● **Text under study**
Sunday 24 January 2021

Losing my religion - or how I learned to start worrying and distrust the news...

 As the waves of Covid19 have ebbed and flowed over the past 10 months, I have become more and more fixated on the data that chart their course. Every afternoon, I check if the daily case, hospitalisation, death, and now vaccination numbers have been updated. I look at the curves, at regional patterns, at the maps that enable me to zoom in to my neighbourhood, and those where family and friends live. Every week I look out for the ONS infection survey, and for other surveys like the Imperial REACT study and the Kings College London’s ZOE symptom tracker.

 

Why am I doing this? I’m not sure it’s healthy behaviour. I am not an expert in interpreting epidemiological data; and much of the time I learn very little. The problem is that I find myself believing less and less what the government or most media outlets are telling me. I see a headline proclaiming that the lockdown is having no impact, even as cases are falling across the country, then another telling me the opposite 48 hours later. The next day a paper tells me that a new strain of coronavirus is more deadly (albeit with sly quote marks), while another news outlet tells me the question is still open.  The government cautiously suggests there is some evidence that lockdown is having an impact, when their own data show that case numbers have fallen by a third since the beginning of January.

● **What you are asked to do**
Carry on the post about tracking Covid-19 figures and losing trust in the news, beginning after its final sentence.

● **Dataset**

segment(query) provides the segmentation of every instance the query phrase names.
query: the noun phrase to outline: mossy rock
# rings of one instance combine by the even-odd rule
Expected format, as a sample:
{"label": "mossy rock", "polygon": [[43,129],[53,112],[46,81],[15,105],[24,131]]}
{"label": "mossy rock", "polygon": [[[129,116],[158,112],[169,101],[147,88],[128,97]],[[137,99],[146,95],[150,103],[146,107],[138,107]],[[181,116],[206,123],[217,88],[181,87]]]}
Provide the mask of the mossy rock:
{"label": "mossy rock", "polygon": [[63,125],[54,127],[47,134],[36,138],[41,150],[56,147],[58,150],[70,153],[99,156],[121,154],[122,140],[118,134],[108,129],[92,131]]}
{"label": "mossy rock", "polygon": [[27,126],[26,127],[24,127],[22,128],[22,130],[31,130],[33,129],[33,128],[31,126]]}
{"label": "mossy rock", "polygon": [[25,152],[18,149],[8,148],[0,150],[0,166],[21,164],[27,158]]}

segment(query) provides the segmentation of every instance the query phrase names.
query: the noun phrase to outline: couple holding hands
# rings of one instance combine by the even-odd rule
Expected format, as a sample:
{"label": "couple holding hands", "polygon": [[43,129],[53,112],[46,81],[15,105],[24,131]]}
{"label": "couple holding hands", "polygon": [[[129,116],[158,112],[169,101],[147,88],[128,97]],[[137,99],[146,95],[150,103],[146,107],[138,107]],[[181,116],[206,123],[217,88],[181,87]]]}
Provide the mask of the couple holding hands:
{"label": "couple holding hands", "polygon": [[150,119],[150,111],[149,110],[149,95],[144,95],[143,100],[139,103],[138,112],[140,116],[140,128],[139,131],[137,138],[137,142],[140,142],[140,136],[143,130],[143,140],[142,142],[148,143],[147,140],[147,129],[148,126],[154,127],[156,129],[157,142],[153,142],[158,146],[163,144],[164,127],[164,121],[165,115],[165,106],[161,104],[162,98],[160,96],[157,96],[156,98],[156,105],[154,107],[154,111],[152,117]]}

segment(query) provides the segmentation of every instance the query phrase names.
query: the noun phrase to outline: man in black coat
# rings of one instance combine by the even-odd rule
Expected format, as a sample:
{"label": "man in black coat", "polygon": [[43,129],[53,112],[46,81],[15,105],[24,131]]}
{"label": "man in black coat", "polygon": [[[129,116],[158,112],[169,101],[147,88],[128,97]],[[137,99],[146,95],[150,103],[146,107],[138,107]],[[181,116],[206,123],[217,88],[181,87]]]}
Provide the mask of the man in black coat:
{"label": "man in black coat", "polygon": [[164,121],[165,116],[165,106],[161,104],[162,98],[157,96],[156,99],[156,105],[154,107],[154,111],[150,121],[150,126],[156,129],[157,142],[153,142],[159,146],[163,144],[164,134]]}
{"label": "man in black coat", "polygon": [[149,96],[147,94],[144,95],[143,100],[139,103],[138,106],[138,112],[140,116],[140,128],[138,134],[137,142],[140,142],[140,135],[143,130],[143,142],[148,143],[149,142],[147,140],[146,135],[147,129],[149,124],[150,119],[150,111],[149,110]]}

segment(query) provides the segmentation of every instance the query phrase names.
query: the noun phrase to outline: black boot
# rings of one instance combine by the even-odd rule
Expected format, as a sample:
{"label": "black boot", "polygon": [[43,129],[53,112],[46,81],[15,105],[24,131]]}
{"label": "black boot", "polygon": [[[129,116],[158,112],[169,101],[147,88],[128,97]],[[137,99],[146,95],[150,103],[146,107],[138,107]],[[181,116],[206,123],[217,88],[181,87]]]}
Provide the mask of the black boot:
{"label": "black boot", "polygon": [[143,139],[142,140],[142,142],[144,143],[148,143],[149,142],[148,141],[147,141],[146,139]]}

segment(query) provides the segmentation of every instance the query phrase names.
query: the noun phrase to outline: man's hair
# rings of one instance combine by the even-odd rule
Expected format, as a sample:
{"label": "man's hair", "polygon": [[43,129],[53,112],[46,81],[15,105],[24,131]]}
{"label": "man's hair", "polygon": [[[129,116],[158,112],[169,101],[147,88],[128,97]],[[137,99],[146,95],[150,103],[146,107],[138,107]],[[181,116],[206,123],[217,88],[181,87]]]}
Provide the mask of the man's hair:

● **Written response**
At one level, this is not really surprising. The pandemic is a complex phenomenon, and its progress is the product of imperfectly understood pathology and the unpredictable behaviour of wearied humans, which is further complicated by delays of weeks between actions and effects. Different data may point in different directions, and reasonable people may disagree on interpretation.

 

But I worry that a lot of disagreement is not reasonable, but partisan. Online, the debate is polarised between presumed ‘covid deniers’ and alleged ‘lockdown lovers’. Passionate intensity reigns, and good faith arguments seem thin on the ground. When in early January I pointed to some limited evidence that case numbers seemed to be falling in the parts of the south east England that had been locked down since mid-December, I was corrected (rightly) for looking at case numbers rather than positivity rates (though the trend was sustained, so I was right even if accidentally), but I got the feeling that my real error was being on the wrong side of the argument, that I was suspected of trivialising the illness, or making a point for or against lockdowns.

 

So far, so Twitter. But the mass media are not much better. Rather than trying to offer level-headed analysis, some papers seem wilfully optimistic, others determined to find the clouds behind every silver lining. And Government, along with a BBC that has increasingly operated as state broadcaster during the crisis, seems to issue statements and information based primarily on their likely effect on behaviours, rather than on their accuracy.

 

I have mixed feelings about all this. I can actually understand and to some extent support the ‘behavioural’ approach taken by the government and the BBC. The last thing we need now is irrational optimism leading to reduced compliance with government restrictions. Even George Orwell saw the value of propaganda in war time; and if the enemy today is complacency and lockdown fatigue, then we cannot be surprised if the government uses every means to keep it at bay.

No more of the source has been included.